> _Your goal_: Recast the lines of the records from the first line through the line containing "318L498 306L483 296L472", both inclusive, as a numbered list, leaving out any blank lines.

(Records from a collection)
+--
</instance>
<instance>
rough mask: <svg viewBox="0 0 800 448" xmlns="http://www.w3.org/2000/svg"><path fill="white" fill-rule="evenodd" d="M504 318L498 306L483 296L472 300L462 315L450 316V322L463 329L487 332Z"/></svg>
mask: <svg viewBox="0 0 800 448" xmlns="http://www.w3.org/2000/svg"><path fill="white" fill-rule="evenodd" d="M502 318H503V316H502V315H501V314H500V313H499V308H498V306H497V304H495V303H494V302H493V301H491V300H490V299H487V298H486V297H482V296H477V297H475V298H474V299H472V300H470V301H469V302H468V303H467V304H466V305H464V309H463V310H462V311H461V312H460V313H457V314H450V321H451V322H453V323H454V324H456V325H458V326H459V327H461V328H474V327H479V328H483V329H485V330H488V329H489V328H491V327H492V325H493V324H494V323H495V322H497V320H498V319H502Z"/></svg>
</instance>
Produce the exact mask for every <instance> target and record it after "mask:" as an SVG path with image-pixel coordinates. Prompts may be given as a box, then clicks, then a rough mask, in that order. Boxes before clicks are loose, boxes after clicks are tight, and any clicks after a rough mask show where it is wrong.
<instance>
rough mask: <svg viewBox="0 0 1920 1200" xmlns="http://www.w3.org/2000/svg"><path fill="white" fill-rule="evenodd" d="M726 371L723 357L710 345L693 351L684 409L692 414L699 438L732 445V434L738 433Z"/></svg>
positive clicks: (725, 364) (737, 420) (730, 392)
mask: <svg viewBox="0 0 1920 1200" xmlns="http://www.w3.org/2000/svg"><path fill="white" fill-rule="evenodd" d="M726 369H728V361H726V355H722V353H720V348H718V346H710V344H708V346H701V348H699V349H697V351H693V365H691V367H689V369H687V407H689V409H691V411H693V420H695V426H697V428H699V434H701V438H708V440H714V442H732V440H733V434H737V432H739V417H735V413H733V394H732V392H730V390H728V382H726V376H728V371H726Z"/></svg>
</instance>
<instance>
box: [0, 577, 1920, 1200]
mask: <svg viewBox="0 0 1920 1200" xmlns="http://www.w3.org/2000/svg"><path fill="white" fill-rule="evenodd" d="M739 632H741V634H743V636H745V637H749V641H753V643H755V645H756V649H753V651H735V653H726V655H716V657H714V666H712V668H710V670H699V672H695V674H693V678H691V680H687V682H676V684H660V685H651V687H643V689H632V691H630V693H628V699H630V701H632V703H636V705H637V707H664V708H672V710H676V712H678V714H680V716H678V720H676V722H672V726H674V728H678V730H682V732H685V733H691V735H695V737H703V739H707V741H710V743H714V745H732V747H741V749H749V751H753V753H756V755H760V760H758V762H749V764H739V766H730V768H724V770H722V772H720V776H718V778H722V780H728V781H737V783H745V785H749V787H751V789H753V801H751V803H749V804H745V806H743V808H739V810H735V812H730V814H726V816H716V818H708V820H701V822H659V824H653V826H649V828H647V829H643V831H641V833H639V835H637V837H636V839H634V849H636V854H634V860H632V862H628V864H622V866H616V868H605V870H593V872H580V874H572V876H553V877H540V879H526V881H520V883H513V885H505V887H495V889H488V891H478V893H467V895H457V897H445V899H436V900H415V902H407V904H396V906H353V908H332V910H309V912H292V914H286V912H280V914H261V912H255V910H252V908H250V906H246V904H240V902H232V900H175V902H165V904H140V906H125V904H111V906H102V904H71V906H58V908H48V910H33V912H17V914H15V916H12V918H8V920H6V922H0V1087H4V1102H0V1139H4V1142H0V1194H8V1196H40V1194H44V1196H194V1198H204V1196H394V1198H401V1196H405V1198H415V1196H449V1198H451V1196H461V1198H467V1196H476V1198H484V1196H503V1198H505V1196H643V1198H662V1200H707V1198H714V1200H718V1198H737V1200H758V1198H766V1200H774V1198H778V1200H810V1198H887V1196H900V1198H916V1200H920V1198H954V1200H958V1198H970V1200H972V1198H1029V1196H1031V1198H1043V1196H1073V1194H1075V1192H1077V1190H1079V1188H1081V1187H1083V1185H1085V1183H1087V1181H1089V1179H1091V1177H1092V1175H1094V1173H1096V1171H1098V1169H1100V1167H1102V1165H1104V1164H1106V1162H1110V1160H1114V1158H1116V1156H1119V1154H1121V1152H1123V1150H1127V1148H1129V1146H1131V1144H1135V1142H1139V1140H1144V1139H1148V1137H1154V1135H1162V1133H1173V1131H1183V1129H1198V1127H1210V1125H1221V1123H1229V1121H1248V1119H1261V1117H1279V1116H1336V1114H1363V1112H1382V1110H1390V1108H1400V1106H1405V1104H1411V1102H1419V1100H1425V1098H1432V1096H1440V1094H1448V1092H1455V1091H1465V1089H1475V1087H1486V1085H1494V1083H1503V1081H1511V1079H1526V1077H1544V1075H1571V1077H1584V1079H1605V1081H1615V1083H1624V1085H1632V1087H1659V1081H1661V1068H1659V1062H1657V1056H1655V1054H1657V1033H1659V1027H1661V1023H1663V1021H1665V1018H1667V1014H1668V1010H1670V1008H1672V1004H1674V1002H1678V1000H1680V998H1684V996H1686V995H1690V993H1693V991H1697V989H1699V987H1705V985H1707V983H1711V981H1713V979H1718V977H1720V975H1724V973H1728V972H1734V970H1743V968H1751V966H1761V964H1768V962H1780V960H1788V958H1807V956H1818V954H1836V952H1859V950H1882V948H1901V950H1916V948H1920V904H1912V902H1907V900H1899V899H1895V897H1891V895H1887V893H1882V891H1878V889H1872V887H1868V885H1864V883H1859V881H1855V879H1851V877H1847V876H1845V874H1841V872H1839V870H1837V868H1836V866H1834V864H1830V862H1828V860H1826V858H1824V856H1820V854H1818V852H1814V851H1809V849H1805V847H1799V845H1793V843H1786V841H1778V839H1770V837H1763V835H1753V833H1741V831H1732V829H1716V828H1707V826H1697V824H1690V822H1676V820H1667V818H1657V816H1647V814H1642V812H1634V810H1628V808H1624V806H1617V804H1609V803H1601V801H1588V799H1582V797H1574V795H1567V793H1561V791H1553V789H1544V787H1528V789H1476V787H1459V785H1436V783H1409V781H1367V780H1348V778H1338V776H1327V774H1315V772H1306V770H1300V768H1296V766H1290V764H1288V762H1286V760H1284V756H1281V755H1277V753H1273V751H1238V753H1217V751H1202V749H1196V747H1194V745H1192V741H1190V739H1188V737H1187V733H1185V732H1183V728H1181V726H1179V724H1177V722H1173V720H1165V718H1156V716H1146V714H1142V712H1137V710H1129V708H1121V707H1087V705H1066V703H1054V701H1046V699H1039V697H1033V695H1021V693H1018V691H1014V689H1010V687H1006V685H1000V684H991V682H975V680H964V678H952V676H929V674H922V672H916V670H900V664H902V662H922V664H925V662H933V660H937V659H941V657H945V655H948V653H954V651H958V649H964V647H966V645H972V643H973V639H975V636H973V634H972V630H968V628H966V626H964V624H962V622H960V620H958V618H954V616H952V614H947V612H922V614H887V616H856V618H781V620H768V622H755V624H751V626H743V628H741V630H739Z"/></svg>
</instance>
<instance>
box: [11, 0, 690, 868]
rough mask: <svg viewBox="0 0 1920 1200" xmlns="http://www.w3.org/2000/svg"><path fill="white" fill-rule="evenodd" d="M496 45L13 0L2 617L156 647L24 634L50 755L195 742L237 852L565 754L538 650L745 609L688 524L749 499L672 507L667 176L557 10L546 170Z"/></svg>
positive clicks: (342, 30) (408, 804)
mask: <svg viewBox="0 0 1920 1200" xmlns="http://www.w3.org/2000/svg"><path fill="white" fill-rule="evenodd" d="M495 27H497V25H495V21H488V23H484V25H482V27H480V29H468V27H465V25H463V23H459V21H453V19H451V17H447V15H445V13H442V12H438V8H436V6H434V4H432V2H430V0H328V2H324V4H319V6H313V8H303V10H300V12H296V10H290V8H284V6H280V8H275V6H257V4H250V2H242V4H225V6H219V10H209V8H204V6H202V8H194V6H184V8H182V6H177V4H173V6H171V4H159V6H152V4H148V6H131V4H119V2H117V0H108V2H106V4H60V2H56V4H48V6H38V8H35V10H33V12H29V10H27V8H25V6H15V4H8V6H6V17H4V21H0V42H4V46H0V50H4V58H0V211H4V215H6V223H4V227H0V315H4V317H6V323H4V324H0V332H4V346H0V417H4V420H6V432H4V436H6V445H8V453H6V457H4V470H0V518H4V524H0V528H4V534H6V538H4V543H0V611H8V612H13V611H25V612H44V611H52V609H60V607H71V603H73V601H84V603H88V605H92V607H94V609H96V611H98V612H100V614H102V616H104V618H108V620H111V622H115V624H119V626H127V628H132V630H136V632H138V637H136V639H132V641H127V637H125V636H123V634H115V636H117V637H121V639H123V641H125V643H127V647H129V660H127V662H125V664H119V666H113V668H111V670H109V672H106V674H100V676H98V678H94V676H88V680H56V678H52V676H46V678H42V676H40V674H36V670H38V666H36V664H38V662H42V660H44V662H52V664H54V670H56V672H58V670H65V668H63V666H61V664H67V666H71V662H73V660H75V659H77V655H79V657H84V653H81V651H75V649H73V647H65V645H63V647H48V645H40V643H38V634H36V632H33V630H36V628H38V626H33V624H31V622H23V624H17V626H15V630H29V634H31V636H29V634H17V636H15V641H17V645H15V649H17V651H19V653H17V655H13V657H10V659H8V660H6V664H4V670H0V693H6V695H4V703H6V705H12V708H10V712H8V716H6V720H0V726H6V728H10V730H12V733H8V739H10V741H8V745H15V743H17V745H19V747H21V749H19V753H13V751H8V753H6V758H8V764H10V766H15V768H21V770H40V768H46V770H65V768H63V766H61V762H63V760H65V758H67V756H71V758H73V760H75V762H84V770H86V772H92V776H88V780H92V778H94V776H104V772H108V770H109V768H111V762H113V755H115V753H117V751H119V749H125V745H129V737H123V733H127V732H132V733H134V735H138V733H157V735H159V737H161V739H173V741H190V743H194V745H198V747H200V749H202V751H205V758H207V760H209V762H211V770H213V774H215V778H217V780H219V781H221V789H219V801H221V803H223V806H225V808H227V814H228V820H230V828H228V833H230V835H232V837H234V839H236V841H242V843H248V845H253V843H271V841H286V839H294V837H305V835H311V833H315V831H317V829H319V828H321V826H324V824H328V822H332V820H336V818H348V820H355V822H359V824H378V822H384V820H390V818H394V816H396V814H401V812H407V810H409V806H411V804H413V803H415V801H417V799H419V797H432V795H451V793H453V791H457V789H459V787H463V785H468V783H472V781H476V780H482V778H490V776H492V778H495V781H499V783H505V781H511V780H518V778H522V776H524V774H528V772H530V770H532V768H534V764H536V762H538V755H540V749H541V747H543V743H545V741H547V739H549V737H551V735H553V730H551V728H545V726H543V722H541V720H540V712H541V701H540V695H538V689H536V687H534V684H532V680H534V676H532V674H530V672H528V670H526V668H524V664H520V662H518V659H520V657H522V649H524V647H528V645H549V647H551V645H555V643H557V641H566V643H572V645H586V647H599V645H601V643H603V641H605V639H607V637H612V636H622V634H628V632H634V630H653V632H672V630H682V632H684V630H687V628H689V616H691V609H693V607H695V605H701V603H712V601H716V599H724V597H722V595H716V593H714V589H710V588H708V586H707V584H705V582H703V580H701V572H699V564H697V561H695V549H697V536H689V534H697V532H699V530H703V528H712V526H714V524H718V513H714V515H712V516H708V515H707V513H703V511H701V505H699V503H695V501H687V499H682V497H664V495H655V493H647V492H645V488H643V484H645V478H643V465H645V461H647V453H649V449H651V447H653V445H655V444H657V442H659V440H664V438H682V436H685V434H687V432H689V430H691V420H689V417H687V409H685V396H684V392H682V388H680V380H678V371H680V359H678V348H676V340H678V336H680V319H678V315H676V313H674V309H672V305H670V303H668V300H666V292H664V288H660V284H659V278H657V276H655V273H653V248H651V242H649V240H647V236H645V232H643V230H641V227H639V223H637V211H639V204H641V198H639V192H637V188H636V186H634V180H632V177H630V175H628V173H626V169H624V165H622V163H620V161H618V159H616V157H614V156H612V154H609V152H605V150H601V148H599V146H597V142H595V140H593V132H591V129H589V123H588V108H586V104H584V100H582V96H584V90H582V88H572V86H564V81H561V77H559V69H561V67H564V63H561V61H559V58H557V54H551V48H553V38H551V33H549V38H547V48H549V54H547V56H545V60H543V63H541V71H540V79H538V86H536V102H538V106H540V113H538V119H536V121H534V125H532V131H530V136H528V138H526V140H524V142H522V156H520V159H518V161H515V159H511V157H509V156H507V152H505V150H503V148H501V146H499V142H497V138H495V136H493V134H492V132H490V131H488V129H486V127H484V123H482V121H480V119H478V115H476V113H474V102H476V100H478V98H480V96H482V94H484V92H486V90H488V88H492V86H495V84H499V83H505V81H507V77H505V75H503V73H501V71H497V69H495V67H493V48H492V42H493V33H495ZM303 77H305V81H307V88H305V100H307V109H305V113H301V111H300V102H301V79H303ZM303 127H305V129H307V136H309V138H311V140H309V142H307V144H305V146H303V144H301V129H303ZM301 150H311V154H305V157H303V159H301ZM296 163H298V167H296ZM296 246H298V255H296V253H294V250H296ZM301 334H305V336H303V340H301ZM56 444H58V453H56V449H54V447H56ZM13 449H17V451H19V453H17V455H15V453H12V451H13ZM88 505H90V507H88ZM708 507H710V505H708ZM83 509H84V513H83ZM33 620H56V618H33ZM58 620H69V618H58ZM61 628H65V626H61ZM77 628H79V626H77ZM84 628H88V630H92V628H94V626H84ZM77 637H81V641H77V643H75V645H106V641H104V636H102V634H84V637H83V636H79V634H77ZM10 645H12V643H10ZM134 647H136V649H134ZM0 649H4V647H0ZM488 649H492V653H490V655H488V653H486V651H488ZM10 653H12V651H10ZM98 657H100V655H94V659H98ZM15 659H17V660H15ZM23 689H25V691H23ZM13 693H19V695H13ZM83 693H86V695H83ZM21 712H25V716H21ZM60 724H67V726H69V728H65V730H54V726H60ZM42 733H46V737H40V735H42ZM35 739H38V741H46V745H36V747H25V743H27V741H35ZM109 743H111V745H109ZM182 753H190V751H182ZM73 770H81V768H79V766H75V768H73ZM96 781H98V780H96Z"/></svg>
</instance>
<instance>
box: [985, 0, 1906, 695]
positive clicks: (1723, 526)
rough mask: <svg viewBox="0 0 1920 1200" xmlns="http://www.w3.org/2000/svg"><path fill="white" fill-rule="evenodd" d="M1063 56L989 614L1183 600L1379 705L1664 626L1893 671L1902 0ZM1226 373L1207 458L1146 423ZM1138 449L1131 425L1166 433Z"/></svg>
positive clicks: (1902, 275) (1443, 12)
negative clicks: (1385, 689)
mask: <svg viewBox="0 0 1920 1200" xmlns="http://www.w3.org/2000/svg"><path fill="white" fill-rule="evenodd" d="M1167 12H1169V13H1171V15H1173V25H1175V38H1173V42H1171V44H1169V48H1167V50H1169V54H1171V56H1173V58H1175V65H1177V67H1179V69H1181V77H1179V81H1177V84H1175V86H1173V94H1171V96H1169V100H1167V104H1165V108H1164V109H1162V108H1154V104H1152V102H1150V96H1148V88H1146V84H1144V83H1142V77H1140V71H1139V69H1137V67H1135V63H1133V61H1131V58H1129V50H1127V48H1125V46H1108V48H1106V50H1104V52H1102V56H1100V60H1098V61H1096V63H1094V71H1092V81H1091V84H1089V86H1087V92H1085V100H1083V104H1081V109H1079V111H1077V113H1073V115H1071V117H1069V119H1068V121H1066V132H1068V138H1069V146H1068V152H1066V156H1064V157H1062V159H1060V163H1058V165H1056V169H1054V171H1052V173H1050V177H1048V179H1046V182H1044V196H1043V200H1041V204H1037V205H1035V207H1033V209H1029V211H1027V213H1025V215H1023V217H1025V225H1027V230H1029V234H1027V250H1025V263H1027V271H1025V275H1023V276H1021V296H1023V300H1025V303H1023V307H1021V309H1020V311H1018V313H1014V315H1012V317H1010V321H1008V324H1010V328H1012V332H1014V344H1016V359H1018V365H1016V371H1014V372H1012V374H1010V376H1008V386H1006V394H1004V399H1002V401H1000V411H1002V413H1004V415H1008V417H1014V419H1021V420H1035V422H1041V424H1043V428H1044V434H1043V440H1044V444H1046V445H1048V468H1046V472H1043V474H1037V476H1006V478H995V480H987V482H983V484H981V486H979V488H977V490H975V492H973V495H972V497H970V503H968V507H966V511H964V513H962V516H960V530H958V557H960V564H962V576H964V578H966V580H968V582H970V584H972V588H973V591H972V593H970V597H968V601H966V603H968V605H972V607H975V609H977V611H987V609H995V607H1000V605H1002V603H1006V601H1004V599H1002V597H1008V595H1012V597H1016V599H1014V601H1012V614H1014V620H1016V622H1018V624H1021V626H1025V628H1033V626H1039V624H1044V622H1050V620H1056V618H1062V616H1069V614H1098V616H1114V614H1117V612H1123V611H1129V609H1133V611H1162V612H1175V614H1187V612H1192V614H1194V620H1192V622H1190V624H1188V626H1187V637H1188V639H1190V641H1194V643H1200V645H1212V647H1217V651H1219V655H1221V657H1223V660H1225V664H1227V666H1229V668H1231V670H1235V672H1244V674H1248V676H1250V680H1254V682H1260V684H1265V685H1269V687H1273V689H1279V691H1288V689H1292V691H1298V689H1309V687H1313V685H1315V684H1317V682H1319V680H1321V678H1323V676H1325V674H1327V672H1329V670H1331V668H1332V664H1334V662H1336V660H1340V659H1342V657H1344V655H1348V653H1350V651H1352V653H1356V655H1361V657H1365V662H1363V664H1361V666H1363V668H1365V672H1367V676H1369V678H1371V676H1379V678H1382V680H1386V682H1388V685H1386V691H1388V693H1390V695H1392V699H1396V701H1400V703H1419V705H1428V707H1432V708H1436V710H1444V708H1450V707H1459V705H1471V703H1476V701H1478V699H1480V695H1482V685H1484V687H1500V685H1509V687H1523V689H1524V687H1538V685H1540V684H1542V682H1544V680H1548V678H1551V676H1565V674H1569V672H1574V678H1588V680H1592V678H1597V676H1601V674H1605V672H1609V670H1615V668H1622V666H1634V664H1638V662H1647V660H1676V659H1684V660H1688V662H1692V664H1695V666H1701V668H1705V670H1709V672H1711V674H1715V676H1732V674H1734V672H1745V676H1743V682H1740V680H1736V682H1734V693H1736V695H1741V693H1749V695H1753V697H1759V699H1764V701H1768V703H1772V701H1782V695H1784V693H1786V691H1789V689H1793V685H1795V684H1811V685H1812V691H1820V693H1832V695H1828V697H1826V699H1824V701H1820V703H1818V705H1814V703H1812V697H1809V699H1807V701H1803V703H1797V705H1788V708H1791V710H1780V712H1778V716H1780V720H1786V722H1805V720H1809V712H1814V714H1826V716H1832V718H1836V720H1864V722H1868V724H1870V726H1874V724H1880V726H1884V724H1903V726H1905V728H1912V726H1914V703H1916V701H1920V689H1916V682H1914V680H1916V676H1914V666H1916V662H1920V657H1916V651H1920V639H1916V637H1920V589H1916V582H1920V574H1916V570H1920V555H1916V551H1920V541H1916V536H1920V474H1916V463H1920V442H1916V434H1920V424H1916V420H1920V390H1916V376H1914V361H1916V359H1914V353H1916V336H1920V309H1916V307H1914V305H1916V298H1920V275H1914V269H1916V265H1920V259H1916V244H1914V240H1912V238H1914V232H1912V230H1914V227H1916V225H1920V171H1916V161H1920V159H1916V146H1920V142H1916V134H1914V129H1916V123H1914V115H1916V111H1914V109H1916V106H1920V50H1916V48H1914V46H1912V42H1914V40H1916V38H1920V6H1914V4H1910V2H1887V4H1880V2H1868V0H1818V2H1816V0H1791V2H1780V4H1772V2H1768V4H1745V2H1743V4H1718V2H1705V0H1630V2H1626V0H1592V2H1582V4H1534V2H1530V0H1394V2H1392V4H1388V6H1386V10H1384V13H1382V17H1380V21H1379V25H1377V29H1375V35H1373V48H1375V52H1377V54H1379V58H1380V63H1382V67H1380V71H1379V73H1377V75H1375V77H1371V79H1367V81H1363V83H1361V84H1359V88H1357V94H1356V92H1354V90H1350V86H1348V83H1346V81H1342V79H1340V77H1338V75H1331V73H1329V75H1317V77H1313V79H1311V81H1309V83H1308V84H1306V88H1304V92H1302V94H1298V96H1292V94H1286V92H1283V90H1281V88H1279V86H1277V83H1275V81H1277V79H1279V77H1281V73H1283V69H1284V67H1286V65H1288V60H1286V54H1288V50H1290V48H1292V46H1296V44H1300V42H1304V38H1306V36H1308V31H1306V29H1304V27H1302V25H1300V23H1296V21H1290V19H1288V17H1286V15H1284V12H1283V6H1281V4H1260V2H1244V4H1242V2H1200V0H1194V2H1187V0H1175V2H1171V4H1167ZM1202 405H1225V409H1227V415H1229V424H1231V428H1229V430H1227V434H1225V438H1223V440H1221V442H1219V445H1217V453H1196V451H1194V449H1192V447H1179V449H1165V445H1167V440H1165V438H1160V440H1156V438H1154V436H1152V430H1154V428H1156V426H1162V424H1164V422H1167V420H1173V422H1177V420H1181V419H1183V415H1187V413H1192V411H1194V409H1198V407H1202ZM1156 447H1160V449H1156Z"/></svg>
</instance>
+--
> _Task answer_:
1. </instance>
2. <instance>
3. rough mask: <svg viewBox="0 0 800 448" xmlns="http://www.w3.org/2000/svg"><path fill="white" fill-rule="evenodd" d="M504 318L498 306L483 296L472 300L462 315L450 316V322L463 329L487 332Z"/></svg>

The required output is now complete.